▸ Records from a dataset
------------------------------------------------------------------------

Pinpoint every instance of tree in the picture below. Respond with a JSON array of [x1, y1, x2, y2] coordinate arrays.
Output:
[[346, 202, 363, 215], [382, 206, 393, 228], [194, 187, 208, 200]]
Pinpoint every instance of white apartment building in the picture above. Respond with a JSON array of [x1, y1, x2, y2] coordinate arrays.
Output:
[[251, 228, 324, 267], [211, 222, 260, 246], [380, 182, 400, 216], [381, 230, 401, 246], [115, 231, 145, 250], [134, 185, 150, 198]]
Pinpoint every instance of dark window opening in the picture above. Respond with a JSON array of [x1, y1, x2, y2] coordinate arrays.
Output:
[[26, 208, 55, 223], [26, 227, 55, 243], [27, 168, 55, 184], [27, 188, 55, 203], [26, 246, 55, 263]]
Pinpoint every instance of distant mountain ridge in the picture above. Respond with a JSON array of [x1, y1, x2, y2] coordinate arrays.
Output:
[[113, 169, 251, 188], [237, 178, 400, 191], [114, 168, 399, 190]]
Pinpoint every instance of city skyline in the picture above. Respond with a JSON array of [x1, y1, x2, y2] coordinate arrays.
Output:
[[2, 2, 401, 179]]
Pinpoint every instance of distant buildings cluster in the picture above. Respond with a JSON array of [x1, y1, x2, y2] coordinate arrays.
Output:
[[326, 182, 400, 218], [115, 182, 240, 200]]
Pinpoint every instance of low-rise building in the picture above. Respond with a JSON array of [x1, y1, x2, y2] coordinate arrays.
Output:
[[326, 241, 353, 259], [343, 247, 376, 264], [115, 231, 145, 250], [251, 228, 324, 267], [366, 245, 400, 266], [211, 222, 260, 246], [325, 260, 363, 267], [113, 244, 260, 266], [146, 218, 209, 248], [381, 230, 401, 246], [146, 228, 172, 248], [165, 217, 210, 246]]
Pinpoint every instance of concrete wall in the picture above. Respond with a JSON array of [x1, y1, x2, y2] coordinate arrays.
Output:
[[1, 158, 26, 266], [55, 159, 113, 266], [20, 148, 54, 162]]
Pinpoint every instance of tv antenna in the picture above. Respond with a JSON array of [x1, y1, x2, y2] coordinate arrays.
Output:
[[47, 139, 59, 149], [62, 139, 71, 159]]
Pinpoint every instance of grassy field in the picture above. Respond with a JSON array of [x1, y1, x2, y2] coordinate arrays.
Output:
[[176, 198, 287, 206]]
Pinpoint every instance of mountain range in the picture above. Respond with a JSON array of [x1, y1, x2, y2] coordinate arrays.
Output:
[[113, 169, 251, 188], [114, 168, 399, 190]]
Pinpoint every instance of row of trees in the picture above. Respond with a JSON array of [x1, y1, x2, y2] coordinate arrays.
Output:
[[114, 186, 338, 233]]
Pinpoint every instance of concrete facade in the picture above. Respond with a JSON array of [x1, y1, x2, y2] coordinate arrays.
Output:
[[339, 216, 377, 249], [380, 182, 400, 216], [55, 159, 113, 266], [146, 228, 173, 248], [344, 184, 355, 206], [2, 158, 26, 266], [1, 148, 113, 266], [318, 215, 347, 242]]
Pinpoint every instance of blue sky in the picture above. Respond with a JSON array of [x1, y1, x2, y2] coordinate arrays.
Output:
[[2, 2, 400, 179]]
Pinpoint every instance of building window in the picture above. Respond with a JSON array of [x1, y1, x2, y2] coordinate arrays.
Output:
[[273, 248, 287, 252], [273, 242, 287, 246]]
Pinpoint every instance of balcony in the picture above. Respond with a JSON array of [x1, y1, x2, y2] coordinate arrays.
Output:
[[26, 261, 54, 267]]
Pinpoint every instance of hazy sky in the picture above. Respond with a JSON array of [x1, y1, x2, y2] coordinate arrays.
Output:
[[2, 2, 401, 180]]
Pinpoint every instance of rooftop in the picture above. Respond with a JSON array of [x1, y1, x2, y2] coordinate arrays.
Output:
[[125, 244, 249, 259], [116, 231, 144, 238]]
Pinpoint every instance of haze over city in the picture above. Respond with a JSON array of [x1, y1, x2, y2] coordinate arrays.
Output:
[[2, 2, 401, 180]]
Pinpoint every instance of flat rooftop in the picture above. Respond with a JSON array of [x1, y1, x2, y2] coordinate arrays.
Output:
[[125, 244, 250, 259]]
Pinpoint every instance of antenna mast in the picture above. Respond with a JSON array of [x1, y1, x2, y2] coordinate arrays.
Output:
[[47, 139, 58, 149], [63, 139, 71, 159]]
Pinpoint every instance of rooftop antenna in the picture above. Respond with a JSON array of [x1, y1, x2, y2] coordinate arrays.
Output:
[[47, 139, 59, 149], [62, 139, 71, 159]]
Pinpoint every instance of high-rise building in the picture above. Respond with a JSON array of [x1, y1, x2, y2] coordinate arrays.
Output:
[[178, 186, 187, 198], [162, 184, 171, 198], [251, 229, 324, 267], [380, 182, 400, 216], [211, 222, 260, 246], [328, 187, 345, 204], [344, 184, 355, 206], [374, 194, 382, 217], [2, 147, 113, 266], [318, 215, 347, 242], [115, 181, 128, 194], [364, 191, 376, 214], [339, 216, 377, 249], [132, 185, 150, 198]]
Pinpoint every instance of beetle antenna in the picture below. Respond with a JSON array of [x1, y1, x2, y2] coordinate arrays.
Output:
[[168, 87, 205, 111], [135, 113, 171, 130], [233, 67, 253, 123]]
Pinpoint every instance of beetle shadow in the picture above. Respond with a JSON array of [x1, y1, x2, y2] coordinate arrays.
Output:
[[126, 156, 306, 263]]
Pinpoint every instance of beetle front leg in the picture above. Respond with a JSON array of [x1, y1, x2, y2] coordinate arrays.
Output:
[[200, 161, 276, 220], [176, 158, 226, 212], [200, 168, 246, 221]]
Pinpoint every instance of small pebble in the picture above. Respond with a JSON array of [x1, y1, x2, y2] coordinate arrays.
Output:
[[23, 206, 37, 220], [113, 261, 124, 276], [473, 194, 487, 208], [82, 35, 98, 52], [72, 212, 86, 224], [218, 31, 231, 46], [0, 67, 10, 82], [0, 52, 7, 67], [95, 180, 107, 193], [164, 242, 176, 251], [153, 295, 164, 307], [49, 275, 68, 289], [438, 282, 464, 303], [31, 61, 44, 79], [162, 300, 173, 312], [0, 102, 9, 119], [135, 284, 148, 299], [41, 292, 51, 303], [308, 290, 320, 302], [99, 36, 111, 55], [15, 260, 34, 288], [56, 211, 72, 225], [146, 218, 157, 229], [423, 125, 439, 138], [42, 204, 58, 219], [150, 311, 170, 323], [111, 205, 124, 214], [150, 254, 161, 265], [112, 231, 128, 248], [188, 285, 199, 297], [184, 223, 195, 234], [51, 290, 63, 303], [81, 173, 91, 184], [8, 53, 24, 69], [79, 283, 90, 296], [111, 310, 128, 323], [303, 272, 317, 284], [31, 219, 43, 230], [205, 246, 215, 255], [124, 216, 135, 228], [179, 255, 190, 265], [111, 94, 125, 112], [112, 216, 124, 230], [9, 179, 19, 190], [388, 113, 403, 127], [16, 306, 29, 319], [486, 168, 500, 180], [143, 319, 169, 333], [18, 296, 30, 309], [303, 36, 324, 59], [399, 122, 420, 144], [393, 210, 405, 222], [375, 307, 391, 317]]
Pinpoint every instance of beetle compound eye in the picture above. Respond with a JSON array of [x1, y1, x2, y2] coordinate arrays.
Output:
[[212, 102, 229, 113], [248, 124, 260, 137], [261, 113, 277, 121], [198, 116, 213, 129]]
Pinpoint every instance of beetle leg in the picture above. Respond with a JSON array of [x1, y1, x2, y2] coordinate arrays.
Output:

------------------------------------------------------------------------

▸ THE PROBLEM
Go through the records above and, whenever a line includes the word "mountain", copy it.

▸ ANSWER SECTION
Pinpoint every instance of distant mountain ridge in the picture above. Respond with a JSON array of [x1, y1, x2, y2] coordinate arrays.
Pinpoint every instance of mountain range in the picture above. Respond with a JSON array of [x1, y1, x2, y2] coordinate arrays.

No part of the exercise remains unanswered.